▸ **Exercise set**
**a.** According to the passage on Bishop Morris and the Vatican, why did the Bishop write to Pope Benedict asking for an extension? Answer in one to three sentences.
**b.** Pick up the passage on Bishop Morris and the Vatican after its last sentence and carry it on.

▸ **Supplied passage**

Private correspondence between Bishop Morris and the Vatican show a stunning ignorance of the fallout from clerical sex abuse in Australia, as well as the birth of “Temple police’’ - local extreme right Australian parishioners who are taking notes in churches and complaining directly to the Vatican.
“There was no depth of understanding of the devastating effects that clerical sexual abuse was having on the lives of families and communities throughout Australia,’’ the Bishop writes.
He says he tried to “explain how abuse damages the psyche of a community, having a debilitating effect on some individuals to the degree that they mistrust the church and its ministers’’ but senior Vatican chiefs “would have nothing of this’’.
“They had no idea how it would be almost impossible for a person who had been sexually abused in the confessional or any other place to go back into a room, no matter how large, to have a one-to-one confession again,’’ he said.
The response, from one senior Cardinal, was that “all priests are not like that’’ and victims “should get on with their lives’’. They wanted Bishop Morris to desist from any public absolutions.
He says he wrote to Pope Benedict asking for an extension to deal with mediation stemming from a terrible sex abuse case at one of the local schools.
“I added that it was important for the Church to care for the victims, to take the necessary steps to help them and to make sure they were looked after appropriately,’’ he writes. But the Pope denied his request.
Bishop Morris writes that the Vatican refused to divulge specific complaints or instances, nor a secret report done on the Bishop by American Archbishop Charles Chaput, who was sent to Toowoomba to investigate his leadership. Pope Benedict told him that natural justice did not apply either, under Canon law.
His dismissal, as Bishop of Toowoomba - a diocese which runs to 487,000 sq km - prompted hundreds of people to attend protest vigils.
But his book shows how a small group of anonymous local complainers also pushed for his removal, sending letters and photographs directly to the Vatican in order to oust the popular local leader.

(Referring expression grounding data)

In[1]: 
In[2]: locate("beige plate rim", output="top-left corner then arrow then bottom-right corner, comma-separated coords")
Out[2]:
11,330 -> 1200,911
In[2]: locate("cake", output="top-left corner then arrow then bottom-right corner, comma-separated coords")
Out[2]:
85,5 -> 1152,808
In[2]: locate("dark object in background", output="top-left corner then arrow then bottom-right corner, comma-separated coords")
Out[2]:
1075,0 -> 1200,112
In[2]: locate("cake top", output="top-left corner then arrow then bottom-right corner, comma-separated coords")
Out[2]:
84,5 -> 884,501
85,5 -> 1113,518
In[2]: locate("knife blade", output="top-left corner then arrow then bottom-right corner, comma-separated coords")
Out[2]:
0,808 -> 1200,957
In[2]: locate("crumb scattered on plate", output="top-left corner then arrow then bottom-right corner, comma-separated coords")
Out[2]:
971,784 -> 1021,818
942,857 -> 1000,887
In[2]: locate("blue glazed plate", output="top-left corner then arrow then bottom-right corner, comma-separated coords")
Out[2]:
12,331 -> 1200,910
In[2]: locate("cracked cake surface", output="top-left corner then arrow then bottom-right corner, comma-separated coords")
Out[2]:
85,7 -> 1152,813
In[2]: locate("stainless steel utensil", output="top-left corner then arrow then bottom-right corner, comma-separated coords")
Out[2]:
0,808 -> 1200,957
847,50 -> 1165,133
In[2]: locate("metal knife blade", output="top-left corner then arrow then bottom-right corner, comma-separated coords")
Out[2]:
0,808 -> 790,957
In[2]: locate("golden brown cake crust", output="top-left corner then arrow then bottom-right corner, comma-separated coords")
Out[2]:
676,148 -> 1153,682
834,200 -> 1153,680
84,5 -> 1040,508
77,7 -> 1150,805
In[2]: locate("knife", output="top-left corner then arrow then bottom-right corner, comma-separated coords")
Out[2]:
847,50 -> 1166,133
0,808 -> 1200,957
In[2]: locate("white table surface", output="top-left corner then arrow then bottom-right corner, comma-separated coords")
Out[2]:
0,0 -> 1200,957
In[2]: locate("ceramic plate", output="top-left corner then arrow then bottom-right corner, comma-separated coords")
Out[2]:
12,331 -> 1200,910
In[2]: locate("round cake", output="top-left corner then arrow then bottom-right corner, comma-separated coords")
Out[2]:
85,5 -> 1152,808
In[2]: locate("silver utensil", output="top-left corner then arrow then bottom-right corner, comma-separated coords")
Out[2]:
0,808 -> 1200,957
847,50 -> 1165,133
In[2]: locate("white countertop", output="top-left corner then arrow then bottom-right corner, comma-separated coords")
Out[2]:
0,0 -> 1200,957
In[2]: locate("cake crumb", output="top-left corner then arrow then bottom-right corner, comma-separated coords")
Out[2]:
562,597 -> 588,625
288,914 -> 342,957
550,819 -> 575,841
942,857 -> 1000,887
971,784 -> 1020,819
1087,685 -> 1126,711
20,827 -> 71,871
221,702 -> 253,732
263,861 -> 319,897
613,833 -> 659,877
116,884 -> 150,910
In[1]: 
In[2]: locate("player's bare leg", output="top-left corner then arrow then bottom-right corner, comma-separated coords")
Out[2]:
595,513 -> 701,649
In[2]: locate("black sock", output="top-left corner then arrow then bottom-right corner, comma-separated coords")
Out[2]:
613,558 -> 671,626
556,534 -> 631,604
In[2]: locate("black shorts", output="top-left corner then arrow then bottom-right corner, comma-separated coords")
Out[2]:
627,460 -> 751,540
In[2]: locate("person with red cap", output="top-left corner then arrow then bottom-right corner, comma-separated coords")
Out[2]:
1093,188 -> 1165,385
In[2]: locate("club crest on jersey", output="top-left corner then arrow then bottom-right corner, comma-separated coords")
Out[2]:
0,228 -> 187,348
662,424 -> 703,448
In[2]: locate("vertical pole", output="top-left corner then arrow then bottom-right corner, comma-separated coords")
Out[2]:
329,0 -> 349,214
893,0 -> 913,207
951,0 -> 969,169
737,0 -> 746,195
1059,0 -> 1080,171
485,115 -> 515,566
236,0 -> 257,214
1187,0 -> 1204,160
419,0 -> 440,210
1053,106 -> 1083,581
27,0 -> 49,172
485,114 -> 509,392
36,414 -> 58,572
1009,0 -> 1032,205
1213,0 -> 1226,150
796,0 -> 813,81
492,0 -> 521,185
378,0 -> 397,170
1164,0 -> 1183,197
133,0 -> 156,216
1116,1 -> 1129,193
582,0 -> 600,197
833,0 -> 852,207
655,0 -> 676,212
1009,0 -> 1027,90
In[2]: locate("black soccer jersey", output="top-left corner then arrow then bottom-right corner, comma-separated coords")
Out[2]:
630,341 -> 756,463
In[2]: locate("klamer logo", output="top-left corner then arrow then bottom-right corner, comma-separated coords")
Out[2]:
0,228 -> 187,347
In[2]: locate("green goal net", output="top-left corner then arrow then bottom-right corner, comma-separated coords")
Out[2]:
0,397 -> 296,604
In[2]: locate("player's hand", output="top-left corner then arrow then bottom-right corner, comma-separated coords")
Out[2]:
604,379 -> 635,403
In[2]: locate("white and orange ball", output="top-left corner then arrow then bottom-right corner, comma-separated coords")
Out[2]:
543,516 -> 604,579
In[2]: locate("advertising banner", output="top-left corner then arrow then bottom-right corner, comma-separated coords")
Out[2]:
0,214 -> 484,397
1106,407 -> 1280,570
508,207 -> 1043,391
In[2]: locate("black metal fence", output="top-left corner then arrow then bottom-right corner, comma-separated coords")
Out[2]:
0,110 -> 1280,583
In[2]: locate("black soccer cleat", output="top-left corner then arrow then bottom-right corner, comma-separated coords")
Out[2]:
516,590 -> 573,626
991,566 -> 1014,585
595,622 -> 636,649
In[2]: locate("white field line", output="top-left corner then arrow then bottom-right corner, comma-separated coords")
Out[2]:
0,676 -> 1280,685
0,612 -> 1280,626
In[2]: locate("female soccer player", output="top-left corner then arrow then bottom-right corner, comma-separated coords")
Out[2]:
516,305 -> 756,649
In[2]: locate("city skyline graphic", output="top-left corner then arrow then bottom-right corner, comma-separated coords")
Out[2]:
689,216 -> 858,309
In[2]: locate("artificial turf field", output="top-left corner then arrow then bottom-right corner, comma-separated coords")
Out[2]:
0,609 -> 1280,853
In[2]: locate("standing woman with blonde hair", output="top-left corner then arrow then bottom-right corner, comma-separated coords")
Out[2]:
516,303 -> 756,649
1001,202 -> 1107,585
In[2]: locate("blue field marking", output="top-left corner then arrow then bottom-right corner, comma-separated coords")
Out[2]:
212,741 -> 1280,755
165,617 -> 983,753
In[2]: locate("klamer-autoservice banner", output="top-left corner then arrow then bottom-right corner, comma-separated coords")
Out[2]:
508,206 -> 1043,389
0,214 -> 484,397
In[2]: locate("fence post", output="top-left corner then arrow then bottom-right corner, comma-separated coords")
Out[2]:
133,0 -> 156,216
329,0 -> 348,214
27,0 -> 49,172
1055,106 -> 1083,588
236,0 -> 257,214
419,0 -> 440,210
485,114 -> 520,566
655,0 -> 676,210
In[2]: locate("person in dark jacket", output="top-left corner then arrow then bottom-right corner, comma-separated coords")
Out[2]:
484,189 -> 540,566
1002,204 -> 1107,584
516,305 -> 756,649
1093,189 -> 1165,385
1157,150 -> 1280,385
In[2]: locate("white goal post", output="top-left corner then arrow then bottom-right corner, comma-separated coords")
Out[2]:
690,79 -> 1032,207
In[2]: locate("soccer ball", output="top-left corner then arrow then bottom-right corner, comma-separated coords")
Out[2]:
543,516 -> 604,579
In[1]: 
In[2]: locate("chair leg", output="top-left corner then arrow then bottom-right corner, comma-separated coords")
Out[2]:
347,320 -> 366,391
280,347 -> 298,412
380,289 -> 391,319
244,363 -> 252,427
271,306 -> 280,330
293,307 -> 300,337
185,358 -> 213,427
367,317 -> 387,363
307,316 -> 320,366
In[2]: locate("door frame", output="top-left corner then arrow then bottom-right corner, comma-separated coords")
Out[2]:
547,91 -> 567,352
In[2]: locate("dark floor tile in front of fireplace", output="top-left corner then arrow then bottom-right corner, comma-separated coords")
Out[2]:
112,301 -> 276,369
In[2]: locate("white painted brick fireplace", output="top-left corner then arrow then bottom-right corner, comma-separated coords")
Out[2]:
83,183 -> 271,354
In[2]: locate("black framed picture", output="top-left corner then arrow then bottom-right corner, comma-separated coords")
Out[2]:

▸ **Responses to the tasks**
**a.** He wanted the extension so he could deal with mediation arising from a terrible sex abuse case at one of the local schools. He also told the Pope that the Church needed to care for the victims and make sure they were looked after appropriately.

**b.**
The complainants, who also operate in other parishes across Australian, would move from parish to parish, from school to school, with note-pad in hand, the Bishop writes.
“If some people were not happy with the way things were done, whether they were appropriate or inappropriate, they would complain directly to Rome without the courtesy of any reference to the priest, the school, the liturgy office or to myself as bishop,’’ he said.
A copy of Lepanto, a small conservative fundamentalist bulletin published by Lepanto League Australia Incorporated, sat on a Cardinal’s desk in Rome during one meeting.
Despite not knowing the names of accusers, Bishop Morris was told the Vatican had photographs of him dressed in bright colours, with his face painted, as part of a Catholic youth celebration, had allowed people to call him by his Christian name, and that he sometimes wore a tie.
He also had showed “insufficient energy and involvement in the diocese on pro-life issues’’.
Bishop Morris was ordered to resign in a 15-minute conversation with Pope Benedict XVI, who parroted a list of long concerns also raised by senior Holy See Cardinals.
This list focused on Morris’ decision to raise issues like married clergy, women priests and the possibility of recognising Protestant orders in a 2006 Advent Pastoral Letter addressing the declining number of priests in big parishes.
Bishop Morris, who was diagnosed with melanoma during his lengthy fight with the Vatican, eventually negotiated with Pope Benedict to take early retirement in May 2011.